*** Opening of MATERIAL FOR THIS TASK ***
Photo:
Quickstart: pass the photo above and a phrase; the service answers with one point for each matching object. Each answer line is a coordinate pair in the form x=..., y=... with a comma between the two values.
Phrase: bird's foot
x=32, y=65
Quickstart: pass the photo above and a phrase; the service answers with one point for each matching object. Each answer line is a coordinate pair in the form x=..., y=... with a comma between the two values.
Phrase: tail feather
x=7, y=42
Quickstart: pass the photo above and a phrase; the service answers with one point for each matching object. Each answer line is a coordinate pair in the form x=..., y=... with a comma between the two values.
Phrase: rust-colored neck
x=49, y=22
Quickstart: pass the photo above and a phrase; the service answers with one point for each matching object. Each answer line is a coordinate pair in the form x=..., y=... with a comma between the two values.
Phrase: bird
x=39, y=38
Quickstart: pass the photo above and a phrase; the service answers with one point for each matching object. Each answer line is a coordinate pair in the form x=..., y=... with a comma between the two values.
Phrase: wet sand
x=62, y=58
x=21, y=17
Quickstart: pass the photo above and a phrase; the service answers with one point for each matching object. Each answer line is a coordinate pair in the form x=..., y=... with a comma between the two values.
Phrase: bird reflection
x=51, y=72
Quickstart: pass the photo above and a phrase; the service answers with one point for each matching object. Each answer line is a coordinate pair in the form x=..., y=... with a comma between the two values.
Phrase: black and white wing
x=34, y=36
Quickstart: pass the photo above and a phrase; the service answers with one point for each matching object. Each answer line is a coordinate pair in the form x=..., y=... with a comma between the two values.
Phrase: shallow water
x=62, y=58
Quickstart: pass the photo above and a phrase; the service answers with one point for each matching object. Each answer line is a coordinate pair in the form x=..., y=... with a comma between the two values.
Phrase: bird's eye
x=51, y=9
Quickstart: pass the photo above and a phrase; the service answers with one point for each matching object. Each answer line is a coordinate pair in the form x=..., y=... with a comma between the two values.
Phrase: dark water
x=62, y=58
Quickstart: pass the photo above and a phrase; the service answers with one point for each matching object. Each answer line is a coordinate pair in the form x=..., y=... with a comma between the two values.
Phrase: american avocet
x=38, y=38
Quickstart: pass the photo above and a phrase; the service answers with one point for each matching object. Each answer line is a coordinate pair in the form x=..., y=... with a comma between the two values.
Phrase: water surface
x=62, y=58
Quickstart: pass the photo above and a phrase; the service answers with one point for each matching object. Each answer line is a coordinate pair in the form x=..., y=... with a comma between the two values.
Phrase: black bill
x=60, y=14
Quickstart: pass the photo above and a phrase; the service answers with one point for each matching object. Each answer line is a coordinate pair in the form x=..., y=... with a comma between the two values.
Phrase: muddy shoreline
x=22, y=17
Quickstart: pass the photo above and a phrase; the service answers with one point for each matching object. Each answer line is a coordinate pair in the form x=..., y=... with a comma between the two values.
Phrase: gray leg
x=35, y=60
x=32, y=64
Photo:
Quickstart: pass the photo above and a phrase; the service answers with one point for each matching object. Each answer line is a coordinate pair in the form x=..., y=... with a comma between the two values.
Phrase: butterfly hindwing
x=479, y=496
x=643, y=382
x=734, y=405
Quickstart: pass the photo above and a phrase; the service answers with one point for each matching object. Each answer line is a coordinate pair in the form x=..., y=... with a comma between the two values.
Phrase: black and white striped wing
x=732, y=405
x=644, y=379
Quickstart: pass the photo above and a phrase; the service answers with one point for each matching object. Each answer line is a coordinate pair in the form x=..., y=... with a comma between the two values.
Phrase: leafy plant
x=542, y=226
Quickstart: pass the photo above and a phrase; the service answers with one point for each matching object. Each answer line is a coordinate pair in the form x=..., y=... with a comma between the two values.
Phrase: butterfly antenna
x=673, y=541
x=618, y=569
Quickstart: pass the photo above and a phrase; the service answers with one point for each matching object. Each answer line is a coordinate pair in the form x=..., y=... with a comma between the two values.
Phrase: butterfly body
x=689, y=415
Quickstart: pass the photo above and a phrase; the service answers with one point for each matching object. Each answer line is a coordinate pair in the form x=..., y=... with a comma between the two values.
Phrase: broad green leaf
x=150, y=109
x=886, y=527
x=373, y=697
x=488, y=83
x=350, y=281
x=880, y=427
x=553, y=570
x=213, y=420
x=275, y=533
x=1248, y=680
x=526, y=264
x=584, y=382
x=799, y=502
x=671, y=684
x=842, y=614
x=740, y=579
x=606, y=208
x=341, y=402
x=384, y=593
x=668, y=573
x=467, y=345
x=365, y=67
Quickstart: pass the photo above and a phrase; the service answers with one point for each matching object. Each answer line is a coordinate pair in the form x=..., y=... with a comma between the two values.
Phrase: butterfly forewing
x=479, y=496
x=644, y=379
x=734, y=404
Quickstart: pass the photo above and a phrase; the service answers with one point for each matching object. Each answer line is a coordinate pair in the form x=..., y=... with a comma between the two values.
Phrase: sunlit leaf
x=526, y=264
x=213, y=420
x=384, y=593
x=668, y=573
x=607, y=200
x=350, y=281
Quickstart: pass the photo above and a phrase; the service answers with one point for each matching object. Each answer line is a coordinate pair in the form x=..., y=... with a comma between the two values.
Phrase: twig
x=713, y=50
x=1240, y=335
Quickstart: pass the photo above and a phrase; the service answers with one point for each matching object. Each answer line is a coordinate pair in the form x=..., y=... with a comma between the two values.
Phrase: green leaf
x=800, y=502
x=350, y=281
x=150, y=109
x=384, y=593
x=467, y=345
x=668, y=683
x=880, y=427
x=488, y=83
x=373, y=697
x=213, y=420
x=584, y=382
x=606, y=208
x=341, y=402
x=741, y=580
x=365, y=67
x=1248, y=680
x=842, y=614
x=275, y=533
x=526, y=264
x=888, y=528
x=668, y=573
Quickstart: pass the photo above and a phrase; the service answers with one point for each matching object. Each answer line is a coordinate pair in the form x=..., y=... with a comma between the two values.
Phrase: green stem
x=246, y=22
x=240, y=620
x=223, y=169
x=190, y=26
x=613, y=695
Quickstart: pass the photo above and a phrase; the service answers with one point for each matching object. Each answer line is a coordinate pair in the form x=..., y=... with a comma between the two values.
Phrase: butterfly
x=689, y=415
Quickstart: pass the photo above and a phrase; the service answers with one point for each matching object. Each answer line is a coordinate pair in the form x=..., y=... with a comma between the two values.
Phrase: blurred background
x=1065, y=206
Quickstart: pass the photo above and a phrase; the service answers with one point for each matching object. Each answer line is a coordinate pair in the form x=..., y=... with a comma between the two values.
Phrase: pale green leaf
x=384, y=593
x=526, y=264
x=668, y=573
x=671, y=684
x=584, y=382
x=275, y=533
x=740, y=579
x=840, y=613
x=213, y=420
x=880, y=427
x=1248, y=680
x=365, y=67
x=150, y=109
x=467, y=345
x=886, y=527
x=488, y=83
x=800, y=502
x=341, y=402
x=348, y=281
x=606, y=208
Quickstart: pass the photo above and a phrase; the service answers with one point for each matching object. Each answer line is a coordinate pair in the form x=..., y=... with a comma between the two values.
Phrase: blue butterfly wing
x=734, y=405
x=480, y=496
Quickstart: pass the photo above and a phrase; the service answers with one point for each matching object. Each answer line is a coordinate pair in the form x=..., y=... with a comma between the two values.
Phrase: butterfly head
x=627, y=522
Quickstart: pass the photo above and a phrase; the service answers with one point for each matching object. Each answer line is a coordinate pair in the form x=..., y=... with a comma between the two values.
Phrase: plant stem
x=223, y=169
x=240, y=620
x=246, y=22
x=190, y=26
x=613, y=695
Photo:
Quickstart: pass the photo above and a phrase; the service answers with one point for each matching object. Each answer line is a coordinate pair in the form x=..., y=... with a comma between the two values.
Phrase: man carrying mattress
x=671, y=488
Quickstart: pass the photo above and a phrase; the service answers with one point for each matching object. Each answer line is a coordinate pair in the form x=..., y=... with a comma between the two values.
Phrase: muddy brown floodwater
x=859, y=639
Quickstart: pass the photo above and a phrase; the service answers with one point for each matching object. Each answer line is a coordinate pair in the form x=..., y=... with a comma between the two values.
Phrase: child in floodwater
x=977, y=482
*** Close of MATERIAL FOR THIS TASK ***
WHAT THE TASK ASKS →
Your answer must be the line containing "Phrase: plant stem" through the last line above, copied exactly, with nothing added.

RESPONSE TO THIS EXERCISE →
Phrase: plant stem
x=223, y=169
x=240, y=620
x=246, y=22
x=190, y=26
x=613, y=695
Photo:
Quickstart: pass the photo above and a phrase; the service answers with one point for each matching object. Each answer line is a coordinate pair in the form x=..., y=... with a comma between the two values.
Phrase: man carrying mattress
x=671, y=488
Quickstart: pass the photo above and a phrase; the service answers with one point for each matching object. Each answer line is a coordinate pair in the form x=..., y=... with a comma between the two values.
Phrase: muddy brown floodwater
x=859, y=639
Quickstart: pass the photo above and a phrase; the service answers with one point for each matching object. Each answer line is a coordinate pair in the form x=..., y=... with a comma between the two values.
Phrase: child in floodwater
x=977, y=482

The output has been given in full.